Point labeling examples
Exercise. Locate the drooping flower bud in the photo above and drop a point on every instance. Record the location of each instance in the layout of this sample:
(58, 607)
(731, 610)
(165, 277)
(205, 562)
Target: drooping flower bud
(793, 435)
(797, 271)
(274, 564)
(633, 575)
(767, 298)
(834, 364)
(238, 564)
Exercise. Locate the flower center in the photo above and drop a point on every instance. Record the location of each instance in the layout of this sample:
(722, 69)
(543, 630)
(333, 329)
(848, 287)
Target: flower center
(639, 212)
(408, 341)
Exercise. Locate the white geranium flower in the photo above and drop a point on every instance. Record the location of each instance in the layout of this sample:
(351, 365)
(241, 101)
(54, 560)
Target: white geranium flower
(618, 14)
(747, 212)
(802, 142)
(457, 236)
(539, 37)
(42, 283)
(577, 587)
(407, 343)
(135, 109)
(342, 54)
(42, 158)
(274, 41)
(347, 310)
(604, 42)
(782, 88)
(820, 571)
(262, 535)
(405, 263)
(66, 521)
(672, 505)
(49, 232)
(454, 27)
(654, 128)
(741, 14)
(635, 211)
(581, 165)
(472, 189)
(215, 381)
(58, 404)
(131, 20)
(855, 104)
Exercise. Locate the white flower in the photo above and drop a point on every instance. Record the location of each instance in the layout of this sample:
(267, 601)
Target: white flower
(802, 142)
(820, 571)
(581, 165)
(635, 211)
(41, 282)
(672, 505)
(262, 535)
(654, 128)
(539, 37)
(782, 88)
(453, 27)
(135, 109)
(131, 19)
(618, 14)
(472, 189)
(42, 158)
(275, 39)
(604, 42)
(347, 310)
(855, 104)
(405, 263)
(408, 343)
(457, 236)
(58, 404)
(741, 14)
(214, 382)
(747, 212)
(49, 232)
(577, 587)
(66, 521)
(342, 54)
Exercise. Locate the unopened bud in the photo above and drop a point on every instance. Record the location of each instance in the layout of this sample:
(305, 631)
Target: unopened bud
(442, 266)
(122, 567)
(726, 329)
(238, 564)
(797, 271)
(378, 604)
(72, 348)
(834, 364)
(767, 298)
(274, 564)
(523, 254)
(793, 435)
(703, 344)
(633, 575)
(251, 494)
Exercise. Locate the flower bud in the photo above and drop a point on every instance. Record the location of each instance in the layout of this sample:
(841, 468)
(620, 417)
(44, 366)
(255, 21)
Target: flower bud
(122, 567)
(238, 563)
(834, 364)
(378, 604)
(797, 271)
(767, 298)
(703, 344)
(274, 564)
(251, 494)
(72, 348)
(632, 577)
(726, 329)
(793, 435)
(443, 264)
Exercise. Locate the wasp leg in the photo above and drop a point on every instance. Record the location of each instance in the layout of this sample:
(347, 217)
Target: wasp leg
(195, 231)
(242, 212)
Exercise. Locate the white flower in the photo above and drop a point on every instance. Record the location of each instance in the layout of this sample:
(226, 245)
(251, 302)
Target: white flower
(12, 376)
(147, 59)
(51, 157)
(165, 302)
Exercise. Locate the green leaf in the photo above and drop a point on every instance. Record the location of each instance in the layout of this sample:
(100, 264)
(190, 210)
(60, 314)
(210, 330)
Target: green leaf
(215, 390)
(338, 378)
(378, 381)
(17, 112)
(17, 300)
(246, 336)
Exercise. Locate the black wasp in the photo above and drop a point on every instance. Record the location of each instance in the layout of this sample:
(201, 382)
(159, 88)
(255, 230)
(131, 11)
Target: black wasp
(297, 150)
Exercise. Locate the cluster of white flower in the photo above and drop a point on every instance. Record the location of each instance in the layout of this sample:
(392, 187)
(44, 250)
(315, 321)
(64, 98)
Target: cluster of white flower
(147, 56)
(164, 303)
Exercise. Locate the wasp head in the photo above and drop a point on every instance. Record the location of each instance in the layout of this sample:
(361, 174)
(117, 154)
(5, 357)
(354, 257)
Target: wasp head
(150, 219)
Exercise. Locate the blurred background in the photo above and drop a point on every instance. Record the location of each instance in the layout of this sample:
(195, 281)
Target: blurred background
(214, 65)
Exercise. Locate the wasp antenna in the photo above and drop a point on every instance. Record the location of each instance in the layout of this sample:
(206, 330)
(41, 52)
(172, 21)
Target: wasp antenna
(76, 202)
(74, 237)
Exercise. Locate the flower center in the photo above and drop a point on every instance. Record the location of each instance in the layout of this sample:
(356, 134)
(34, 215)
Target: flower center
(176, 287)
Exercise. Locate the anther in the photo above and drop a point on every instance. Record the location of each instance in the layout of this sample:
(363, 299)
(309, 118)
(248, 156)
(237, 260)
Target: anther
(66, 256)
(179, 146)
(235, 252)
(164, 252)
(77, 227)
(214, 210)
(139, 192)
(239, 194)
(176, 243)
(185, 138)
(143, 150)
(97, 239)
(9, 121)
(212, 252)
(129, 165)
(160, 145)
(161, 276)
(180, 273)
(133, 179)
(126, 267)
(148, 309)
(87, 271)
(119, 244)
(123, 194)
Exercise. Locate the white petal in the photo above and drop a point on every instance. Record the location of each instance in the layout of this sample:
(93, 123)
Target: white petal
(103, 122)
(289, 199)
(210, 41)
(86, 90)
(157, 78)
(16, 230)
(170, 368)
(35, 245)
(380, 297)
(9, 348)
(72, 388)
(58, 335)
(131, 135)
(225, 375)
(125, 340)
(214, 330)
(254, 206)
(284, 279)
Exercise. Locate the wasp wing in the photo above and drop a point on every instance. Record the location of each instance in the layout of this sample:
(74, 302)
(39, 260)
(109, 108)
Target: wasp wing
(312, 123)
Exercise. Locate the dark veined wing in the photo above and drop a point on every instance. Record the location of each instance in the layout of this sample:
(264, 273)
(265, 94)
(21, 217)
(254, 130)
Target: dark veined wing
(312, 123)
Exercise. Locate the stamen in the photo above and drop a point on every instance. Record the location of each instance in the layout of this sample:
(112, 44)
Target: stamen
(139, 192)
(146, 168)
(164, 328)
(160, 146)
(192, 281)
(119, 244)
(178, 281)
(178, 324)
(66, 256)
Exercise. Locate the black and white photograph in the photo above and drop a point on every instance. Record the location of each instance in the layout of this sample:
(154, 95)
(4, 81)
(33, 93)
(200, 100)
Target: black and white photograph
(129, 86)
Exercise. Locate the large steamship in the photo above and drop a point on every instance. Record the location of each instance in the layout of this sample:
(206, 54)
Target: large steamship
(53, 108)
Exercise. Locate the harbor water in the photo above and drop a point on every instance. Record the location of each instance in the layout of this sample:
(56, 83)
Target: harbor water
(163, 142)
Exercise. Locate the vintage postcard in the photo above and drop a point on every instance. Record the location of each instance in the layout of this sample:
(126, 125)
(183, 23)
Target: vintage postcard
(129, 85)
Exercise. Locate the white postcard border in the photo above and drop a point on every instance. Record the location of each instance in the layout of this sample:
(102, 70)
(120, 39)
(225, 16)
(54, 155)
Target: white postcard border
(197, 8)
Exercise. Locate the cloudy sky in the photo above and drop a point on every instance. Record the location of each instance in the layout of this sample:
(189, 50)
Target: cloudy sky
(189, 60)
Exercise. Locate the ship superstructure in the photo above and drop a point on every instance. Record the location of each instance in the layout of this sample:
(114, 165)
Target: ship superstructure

## Aim
Extract the entries above verbatim.

## Output below
Exercise. Locate the drooping flower bud in the photo above and drop a point on every instance. Record the location of each instance in the layout of this sample:
(58, 607)
(731, 610)
(165, 277)
(205, 562)
Target: drooping flower bud
(793, 435)
(797, 271)
(274, 564)
(633, 575)
(767, 298)
(834, 364)
(238, 564)
Exercise. Locate the flower center in the photo above and drop a point on every instance. Record the location of each instance in the layout of this sample:
(722, 69)
(543, 630)
(333, 329)
(848, 287)
Target: flower center
(639, 212)
(408, 341)
Exercise. Locate the white geranium flower in the photo above and drop a point on every instance. Record the location of each instance in the layout of this sample:
(351, 365)
(241, 101)
(54, 560)
Target: white geranium flower
(618, 14)
(747, 212)
(802, 142)
(457, 236)
(539, 37)
(42, 283)
(577, 587)
(407, 343)
(135, 109)
(342, 54)
(42, 158)
(274, 41)
(347, 310)
(604, 42)
(782, 88)
(820, 571)
(262, 535)
(405, 263)
(66, 521)
(672, 505)
(49, 232)
(454, 27)
(654, 128)
(741, 14)
(635, 211)
(581, 165)
(472, 189)
(215, 381)
(58, 404)
(131, 20)
(855, 104)
Exercise. Locate the white flower in the photo above and drop a point on every instance. Record the location of each instance in the layout of this sample:
(267, 601)
Target: white flower
(802, 142)
(820, 571)
(581, 165)
(635, 211)
(41, 282)
(672, 505)
(262, 535)
(654, 128)
(539, 37)
(782, 88)
(453, 27)
(135, 109)
(131, 19)
(618, 14)
(472, 189)
(42, 158)
(275, 39)
(604, 42)
(347, 310)
(855, 104)
(405, 263)
(408, 343)
(457, 236)
(58, 404)
(741, 14)
(214, 382)
(747, 212)
(49, 232)
(577, 587)
(66, 521)
(342, 54)
Exercise. Locate the unopened bud in the photo above and drop a point on every instance. Record the location of each instance in the layout of this sample:
(305, 631)
Target: unopened bud
(442, 266)
(122, 567)
(726, 329)
(238, 564)
(797, 271)
(378, 604)
(72, 348)
(834, 364)
(767, 298)
(274, 564)
(523, 254)
(793, 435)
(703, 344)
(633, 575)
(251, 494)
Exercise. Locate the flower bud in the photo above and drop a point on every instance. Record the location of each instance in the layout of this sample:
(841, 468)
(620, 417)
(44, 366)
(255, 21)
Target: flower bud
(122, 567)
(238, 563)
(834, 364)
(378, 604)
(797, 271)
(767, 298)
(703, 344)
(274, 564)
(251, 494)
(72, 348)
(632, 577)
(726, 329)
(793, 435)
(443, 264)
Exercise. Locate the wasp leg in the photo above and drop a point on every instance. Record the location of each instance in the layout of this sample:
(347, 217)
Target: wasp leg
(195, 231)
(242, 212)
Exercise. Locate the white flower in the photo above and drop a point on every instance. Record the location of each instance in the layout of this sample:
(226, 245)
(251, 302)
Target: white flower
(12, 376)
(147, 59)
(51, 157)
(165, 302)
Exercise. Locate the green leaf in the photo above and drop a point on every instance. Record the location of each instance in the layout of this sample:
(100, 264)
(190, 210)
(60, 314)
(210, 330)
Target: green leaf
(215, 390)
(338, 378)
(378, 381)
(17, 112)
(17, 300)
(246, 336)
Exercise. Locate the black wasp in the photo above and drop a point on every instance. Record the location of each instance in the layout of this sample:
(201, 382)
(159, 88)
(255, 230)
(131, 11)
Target: black wasp
(297, 150)
Exercise. Locate the cluster of white flower in the photo above and drop a point on every instance. Record the location of each instance in the layout of this sample:
(392, 187)
(44, 250)
(315, 321)
(64, 98)
Target: cluster of white flower
(147, 56)
(164, 303)
Exercise. Locate the wasp head in the photo above and drop a point on every instance. Record the location of each instance in the layout of this sample:
(361, 174)
(117, 154)
(5, 357)
(354, 257)
Target: wasp head
(150, 219)
Exercise. Locate the blurred background in the photo above and drop a point on every instance. Record the location of each instance in the layout of this sample:
(195, 281)
Target: blurred background
(214, 65)
Exercise. Locate the wasp antenna in the photo above and drop a point on every instance. Record the location of each instance in the layout of this sample:
(206, 330)
(41, 52)
(172, 21)
Target: wasp antenna
(76, 202)
(74, 237)
Exercise. Locate the flower center in the photo above and drop a point on every instance. Record the location of each instance in the layout of this sample:
(356, 134)
(34, 215)
Target: flower center
(176, 287)
Exercise. Locate the anther in the photo above and drop a point on every instance. Record the location of each instance in the layout of this sample:
(363, 299)
(309, 118)
(248, 156)
(237, 260)
Target: anther
(66, 256)
(179, 146)
(235, 252)
(164, 252)
(77, 227)
(214, 210)
(139, 192)
(239, 194)
(176, 243)
(185, 138)
(143, 150)
(97, 239)
(9, 121)
(212, 252)
(129, 165)
(160, 145)
(161, 276)
(180, 273)
(133, 179)
(126, 267)
(148, 309)
(87, 271)
(119, 244)
(123, 194)
Exercise. Locate the white petal in the photo above and drop a point on every instance. Record the location of each instance in the layout of this sample:
(93, 123)
Target: white petal
(103, 122)
(289, 199)
(210, 41)
(86, 90)
(157, 78)
(16, 230)
(170, 368)
(35, 245)
(380, 297)
(9, 348)
(72, 388)
(58, 335)
(131, 135)
(225, 375)
(125, 340)
(214, 330)
(254, 206)
(284, 279)
Exercise. Locate the wasp wing in the photo above and drop a point on every instance. Record the location of each instance in the layout of this sample:
(74, 302)
(39, 260)
(109, 108)
Target: wasp wing
(312, 123)
Exercise. Locate the dark veined wing in the photo above and drop a point on every instance. Record the location of each instance in the layout of this sample:
(264, 273)
(265, 94)
(21, 217)
(254, 130)
Target: dark veined wing
(312, 123)
Exercise. Locate the stamen in the photo above and drop a point on every instance. Record the location of each instance in the layout of this sample:
(112, 44)
Target: stamen
(139, 192)
(146, 168)
(164, 328)
(160, 146)
(192, 281)
(119, 244)
(178, 281)
(178, 324)
(66, 256)
Exercise. Locate the black and white photograph in the photo above and drop a point on every instance. Record the location of each instance in the layout of this sample:
(154, 95)
(4, 81)
(33, 93)
(200, 100)
Target: black and white photograph
(129, 86)
Exercise. Locate the large steamship in the photo above and drop a point on every instance. Record the location of each instance in the layout of this sample:
(206, 54)
Target: large steamship
(53, 108)
Exercise. Locate the harbor water in the photo above and drop a point on every instance. Record the location of each instance in the layout of this sample:
(56, 83)
Target: harbor water
(163, 142)
Exercise. Locate the vintage postcard in the photo above and drop a point on every instance. Record the location of each instance in the layout of this sample:
(126, 125)
(183, 23)
Target: vintage postcard
(129, 85)
Exercise. Locate the white postcard border in the photo above and drop a point on every instance. Record the location of each instance in the layout of this sample:
(102, 70)
(120, 39)
(225, 16)
(54, 155)
Target: white postcard border
(197, 8)
Exercise. Locate the cloudy sky in the photo above and drop a point on every instance. Record the location of each instance in the layout of this sample:
(189, 50)
Target: cloudy sky
(189, 60)
Exercise. Locate the ship superstructure in the photo above and drop a point on every instance. Record the location of each instance in the layout of this sample:
(114, 165)
Target: ship superstructure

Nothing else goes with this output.